### Entries provided
====================

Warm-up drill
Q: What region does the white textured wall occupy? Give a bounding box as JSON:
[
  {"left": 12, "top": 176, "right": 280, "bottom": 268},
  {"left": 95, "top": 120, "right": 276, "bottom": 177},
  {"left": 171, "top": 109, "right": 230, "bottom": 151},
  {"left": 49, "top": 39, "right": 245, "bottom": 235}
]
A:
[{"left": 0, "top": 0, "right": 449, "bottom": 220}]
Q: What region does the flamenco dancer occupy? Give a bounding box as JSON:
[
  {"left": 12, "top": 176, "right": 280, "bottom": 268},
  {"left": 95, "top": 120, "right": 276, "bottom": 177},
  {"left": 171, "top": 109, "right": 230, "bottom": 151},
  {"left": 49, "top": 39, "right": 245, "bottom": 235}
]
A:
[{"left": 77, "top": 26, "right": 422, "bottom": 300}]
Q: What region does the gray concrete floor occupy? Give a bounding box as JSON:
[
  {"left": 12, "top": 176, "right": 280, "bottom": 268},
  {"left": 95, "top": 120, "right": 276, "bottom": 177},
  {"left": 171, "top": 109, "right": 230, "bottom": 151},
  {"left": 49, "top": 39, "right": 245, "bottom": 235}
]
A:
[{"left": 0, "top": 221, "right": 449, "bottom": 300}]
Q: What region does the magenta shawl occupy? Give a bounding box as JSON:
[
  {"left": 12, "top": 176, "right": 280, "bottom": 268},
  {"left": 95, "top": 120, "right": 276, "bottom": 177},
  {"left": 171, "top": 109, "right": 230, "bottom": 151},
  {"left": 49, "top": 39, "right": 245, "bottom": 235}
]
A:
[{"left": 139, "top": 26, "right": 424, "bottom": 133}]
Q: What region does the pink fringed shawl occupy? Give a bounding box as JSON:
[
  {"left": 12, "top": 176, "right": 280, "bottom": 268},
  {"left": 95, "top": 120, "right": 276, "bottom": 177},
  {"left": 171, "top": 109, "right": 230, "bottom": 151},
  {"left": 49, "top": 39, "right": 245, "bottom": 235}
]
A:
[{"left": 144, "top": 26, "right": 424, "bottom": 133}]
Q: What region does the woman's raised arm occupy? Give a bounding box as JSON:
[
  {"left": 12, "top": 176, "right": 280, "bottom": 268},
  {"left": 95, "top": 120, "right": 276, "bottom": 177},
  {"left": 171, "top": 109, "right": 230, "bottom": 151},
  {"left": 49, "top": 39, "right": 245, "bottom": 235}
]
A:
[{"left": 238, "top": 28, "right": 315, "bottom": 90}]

====================

Find every line in the records that contains the word "Give" and copy each one in full. Case counts.

### Exercise result
Q: What region does the white textured wall occupy? Give a bounding box as JSON:
Q: What region does the flamenco dancer occupy? Give a bounding box as JSON:
Q: What region does the gray concrete floor occupy? Give a bounding box as JSON:
Q: What region does the magenta shawl occupy? Give a bounding box as JSON:
Q: What region does the pink fringed shawl occupy? Give a bounding box as JSON:
Q: What region does the woman's raised arm occupy? Give a bounding box as JSON:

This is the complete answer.